══ Extract ══

How to Catch a Pattern Before It Runs You
There is a small window — a few seconds — between the trigger and the reaction. Here is how to find it, and how to use it.
To catch a pattern before it runs you, learn the body’s earliest signal that one is firing — your tell — and interrupt it there, in the few seconds before the reaction takes over. Most people try to stop the reaction with willpower once it is already moving, and it does not work, because by then the body is in charge. The faster, easier path is to work earlier and lower: catch the physical flicker, name it, and send your nervous system one clear signal that it is safe to stand down. I learned this the hard way, after twenty-five years of trying to think my way calm.
The Pattern Always Wins the Same Way
You know how it goes, because you have lived it more times than you would like to count.
Something small sets it off. A tone. A text. A face that doesn’t say what you needed it to say. And before you have decided anything, you are already three sentences into a reaction you will spend the rest of the day regretting.
Then comes the part nobody photographs: the apology. The replaying. The quiet vow that next time will be different. And next time arrives, and the pattern runs the exact same play, right past you, like you were never even on the field.
That is the real cost of a pattern you cannot catch. Not the single blowup. The slow erosion — of trust, of how you see yourself, of the energy you have left for the people you love.
The Window You’ve Been Missing
Here is the good news hiding inside the bad news.
Between the trigger and the reaction, there is a gap. It is small — a few seconds, sometimes less — but it is real, and it is where every bit of your freedom lives.
Most of us never use that window, for one simple reason: we are trying to catch the pattern with our thinking, and by the time thinking arrives, the body has already left the building. You cannot reason with a reaction that is already in motion. You can only catch it earlier — before it becomes words, while it is still just a flicker in the body.
Because the body always goes first. Before the sharp sentence, there is a tightening in the jaw. Before the shutdown, a heaviness behind the breastbone. Before the panic, a held breath you did not decide to hold. Your nervous system tips its hand every single time. Most people just never learned to read the tell.
The First Time I Caught One
For most of my life I had no idea any of this existed.
Then, somewhere in the years after I started working with the body instead of just thinking about it, it happened for the first time on purpose.
I was on the phone. Someone said something that, the day before, would have had me halfway through a defensive speech before I knew I’d started. And I felt it begin — the heat climbing my neck, the jaw setting, the old machinery firing up.
But this time I felt it early. A half-second of recognition: there it is. I put a hand on the center of my chest, almost without deciding to, and let one breath out slow — longer going out than coming in.
The reaction did not vanish. But it lost its grip. The sentence I was about to launch never left the runway. For the first time in my life, I had stepped into that little gap and stood there instead of getting swept through it.
I am not a woo-woo kind of guy, and I will tell you plainly: that was not magic. It was a signal — a direct line to the part of the nervous system, the vagus nerve, whose whole job is to tell the body it is safe to stand down. I had simply never been shown how to use it on purpose.
How to Catch a Pattern Before It Runs You
Most people try to break a pattern by deciding, very firmly, not to do it again. That fails for the same reason a New Year’s resolution fails by January — it puts the mind in charge of a body problem, and the body did not get the memo.

═══
══ Listing ══

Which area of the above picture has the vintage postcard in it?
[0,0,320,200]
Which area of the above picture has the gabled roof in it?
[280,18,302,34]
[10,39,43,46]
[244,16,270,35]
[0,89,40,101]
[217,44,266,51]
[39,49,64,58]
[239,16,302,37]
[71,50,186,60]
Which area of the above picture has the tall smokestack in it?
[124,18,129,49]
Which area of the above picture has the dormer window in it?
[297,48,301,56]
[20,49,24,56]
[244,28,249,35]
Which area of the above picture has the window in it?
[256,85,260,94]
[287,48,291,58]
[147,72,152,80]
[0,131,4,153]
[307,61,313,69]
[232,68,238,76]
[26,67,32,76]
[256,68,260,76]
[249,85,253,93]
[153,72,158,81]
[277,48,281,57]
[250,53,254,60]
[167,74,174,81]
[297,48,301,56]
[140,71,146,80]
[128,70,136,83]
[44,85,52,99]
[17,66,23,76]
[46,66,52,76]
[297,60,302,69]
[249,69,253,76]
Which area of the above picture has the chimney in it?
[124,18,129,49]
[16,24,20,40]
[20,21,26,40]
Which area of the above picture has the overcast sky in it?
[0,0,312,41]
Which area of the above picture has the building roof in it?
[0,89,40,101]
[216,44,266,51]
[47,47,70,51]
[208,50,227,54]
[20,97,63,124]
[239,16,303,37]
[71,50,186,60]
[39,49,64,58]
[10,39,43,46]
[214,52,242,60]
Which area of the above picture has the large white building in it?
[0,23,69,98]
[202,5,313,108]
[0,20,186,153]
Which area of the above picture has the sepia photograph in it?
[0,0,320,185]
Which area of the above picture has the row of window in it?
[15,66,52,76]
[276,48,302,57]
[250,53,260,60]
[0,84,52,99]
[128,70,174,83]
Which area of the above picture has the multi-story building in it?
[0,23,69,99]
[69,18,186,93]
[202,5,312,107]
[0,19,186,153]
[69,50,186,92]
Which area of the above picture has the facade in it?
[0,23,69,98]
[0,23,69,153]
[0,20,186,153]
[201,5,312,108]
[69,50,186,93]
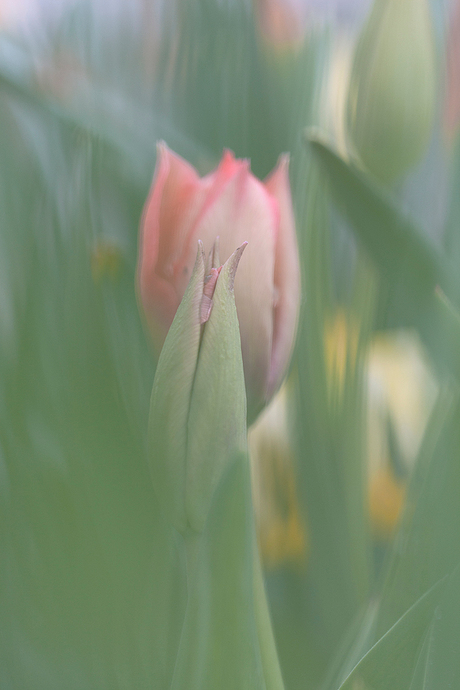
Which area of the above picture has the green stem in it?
[254,539,284,690]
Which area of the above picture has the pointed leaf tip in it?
[225,242,248,292]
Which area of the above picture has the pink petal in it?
[194,161,278,408]
[139,142,203,347]
[264,155,300,399]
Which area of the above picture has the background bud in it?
[347,0,436,183]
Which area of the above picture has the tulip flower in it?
[138,143,300,420]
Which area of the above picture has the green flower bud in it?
[149,243,247,534]
[347,0,436,183]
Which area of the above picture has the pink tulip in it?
[138,143,300,417]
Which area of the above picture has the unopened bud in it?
[347,0,436,183]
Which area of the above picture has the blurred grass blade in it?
[340,581,444,690]
[308,133,450,326]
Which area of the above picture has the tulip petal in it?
[264,155,300,400]
[139,142,205,349]
[194,161,278,417]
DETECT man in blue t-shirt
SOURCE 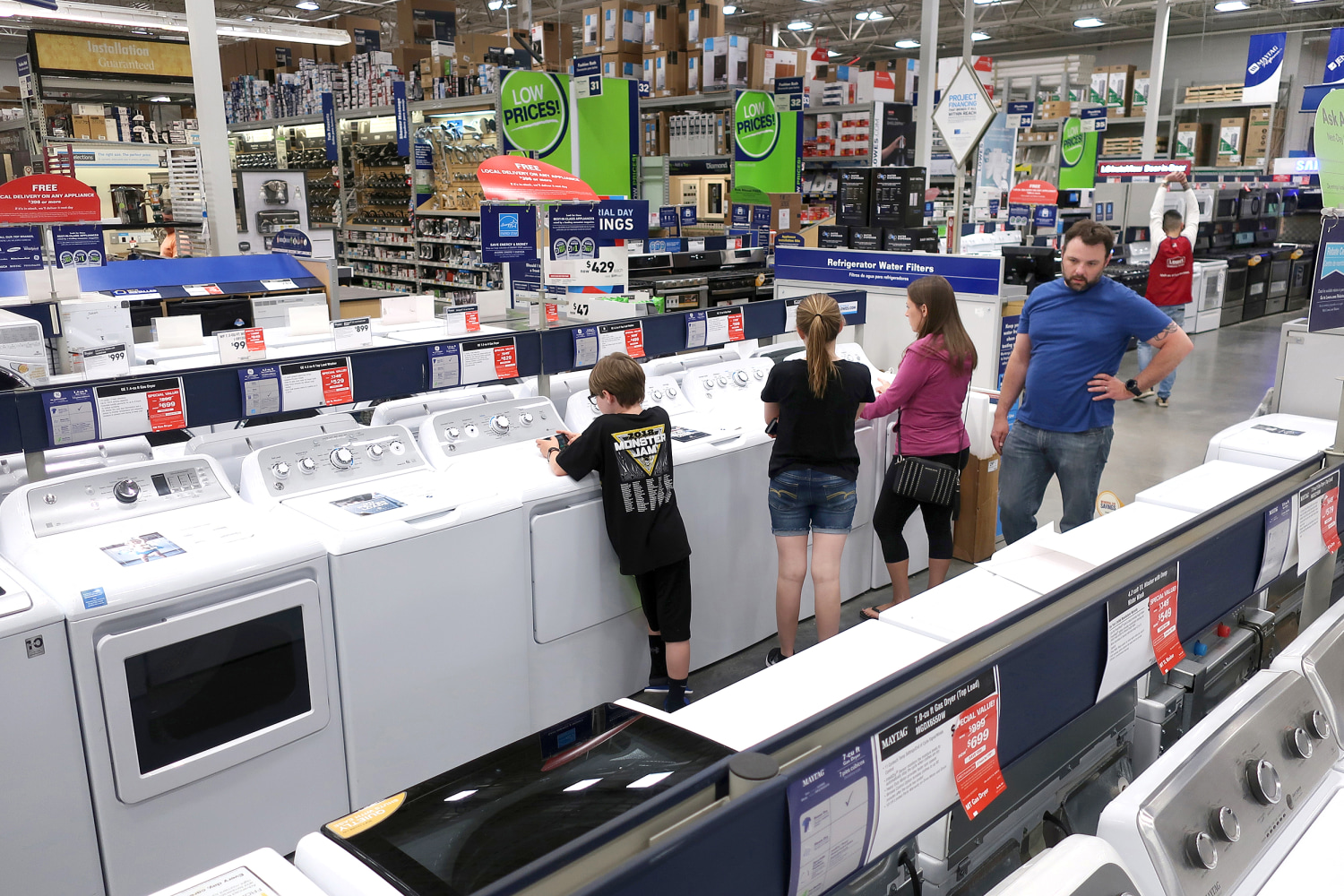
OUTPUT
[992,220,1193,544]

═══

(Your task):
Please copy the article from "Then comes the" to "people you love.", substituting "excuse" for "apology". The material above has no connection to the article.

(Solution to this task):
Then comes the part nobody photographs: the excuse. The replaying. The quiet vow that next time will be different. And next time arrives, and the pattern runs the exact same play, right past you, like you were never even on the field.
That is the real cost of a pattern you cannot catch. Not the single blowup. The slow erosion — of trust, of how you see yourself, of the energy you have left for the people you love.